[Object detection data]
══════════

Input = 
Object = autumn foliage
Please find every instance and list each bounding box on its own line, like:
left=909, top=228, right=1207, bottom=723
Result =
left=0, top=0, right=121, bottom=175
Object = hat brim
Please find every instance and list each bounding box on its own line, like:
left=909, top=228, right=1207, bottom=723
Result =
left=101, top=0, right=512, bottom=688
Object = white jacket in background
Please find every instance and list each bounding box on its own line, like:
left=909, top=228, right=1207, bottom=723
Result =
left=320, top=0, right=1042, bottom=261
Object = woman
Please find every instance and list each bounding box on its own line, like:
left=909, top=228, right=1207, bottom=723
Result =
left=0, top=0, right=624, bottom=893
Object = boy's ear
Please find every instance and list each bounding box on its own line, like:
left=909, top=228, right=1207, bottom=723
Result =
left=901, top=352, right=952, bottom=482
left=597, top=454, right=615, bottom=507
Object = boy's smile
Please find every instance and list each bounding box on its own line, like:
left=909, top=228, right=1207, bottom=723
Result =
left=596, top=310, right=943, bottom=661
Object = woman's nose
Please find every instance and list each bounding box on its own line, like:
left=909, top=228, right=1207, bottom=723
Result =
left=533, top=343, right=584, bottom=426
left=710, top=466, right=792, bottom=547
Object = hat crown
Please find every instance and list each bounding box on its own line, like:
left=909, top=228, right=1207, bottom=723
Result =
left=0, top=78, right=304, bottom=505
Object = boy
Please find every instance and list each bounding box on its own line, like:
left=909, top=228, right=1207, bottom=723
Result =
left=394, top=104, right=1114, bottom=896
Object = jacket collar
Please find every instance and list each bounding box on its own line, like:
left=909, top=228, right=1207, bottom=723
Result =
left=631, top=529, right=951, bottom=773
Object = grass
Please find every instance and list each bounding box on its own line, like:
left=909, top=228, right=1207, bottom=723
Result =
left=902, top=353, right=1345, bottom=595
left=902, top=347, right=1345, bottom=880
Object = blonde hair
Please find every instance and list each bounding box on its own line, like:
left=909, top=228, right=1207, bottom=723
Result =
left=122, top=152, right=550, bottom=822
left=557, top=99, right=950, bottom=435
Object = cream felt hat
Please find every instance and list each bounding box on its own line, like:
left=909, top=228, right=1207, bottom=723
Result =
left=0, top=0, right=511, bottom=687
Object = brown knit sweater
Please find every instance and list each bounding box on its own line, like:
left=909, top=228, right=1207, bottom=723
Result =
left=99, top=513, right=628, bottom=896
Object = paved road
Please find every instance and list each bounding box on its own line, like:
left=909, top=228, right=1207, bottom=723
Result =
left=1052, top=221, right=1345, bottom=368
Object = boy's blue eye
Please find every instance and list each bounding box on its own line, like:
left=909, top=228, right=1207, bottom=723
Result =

══════════

Rewrite all of the material above as a numbered list with one entry per line, skipping any blank lines.

1. Input = 
2. Object = autumn foliage
3. Please find every instance and list each bounding box on its own line, like:
4. left=909, top=228, right=1207, bottom=723
5. Result =
6. left=0, top=0, right=121, bottom=175
7. Object = hat brim
8. Please find every instance and list each bounding box on its own line, like:
9. left=909, top=228, right=1207, bottom=723
10. Result =
11. left=101, top=0, right=512, bottom=688
12. Object = white jacket in background
13. Please find every instance and list each bounding box on its own line, like:
14. left=909, top=228, right=1207, bottom=723
15. Result =
16. left=320, top=0, right=1042, bottom=261
17. Object = woman
18. Please find every instance and list each bounding box on its own line, like:
19. left=909, top=228, right=1207, bottom=723
20. Result =
21. left=0, top=0, right=624, bottom=893
22. Object = boy's ear
23. Please find every instance and list each bounding box on its own line, like:
24. left=909, top=228, right=1207, bottom=723
25. Result =
26. left=901, top=352, right=952, bottom=482
27. left=597, top=454, right=615, bottom=507
28. Object = boy's smile
29. Please find every instance and list each bounding box on its own line, like:
30. left=909, top=228, right=1207, bottom=723
31. Result =
32. left=596, top=310, right=943, bottom=661
33. Object = woman's nose
34. Please find every instance and list each bounding box on its own line, like:
35. left=909, top=228, right=1207, bottom=723
36. Result =
37. left=533, top=343, right=584, bottom=426
38. left=710, top=466, right=792, bottom=547
39. Object = hat crown
40. Please find every instance and list each bounding box on its own line, like:
41. left=909, top=228, right=1207, bottom=723
42. Result =
43. left=0, top=78, right=304, bottom=505
44. Object = boy
45. Please find every instance and list each bounding box on its own line, like:
46. left=909, top=228, right=1207, bottom=723
47. Result =
48. left=394, top=104, right=1114, bottom=896
49. Object = jacket collar
50. Please find every instance and list each bounding box on its own line, like:
51. left=909, top=228, right=1207, bottom=723
52. Result =
53. left=631, top=529, right=951, bottom=773
54. Object = grass
55. Please find every instance and list each bounding box on its own line, like:
56. left=909, top=228, right=1207, bottom=723
57. Result =
58. left=902, top=353, right=1345, bottom=595
59. left=902, top=347, right=1345, bottom=880
60. Object = blonde hair
61. Please find every instance and list each bounding box on its own line, like:
62. left=909, top=228, right=1207, bottom=723
63. Result =
64. left=122, top=152, right=550, bottom=822
65. left=557, top=99, right=950, bottom=435
66. Object = cream felt hat
67. Please find every instance and list each bounding box on its own line, like:
68. left=909, top=228, right=1207, bottom=723
69. Result =
70. left=0, top=0, right=511, bottom=687
71. Object = brown knit sweater
72. Please find every instance and list each bounding box on its own line, like:
73. left=909, top=228, right=1207, bottom=723
74. Result =
75. left=99, top=513, right=628, bottom=896
76. Object = paved road
77. Please find every instance and list each bounding box on its own line, like:
78. left=909, top=228, right=1207, bottom=723
79. Result =
80. left=1052, top=221, right=1345, bottom=368
81. Object = boy's blue eye
82. Please find every instance and list each bounding box on its own line, like:
83. left=909, top=228, right=1207, bottom=723
84. Result =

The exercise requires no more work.